Rewrite the material below, replacing "marker" with "dot" and changing nothing else.
☆ ☆ ☆ ☆ ☆
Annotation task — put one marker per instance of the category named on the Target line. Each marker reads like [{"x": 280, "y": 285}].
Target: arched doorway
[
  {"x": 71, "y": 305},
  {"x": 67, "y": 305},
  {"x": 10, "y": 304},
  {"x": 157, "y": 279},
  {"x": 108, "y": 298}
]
☆ ☆ ☆ ☆ ☆
COMPLETE OUTPUT:
Annotation task — put one dot per instance of the category named on the Target line. Each dot reads like [{"x": 280, "y": 285}].
Target: arched doorway
[
  {"x": 71, "y": 305},
  {"x": 67, "y": 305},
  {"x": 10, "y": 304},
  {"x": 157, "y": 279},
  {"x": 108, "y": 298}
]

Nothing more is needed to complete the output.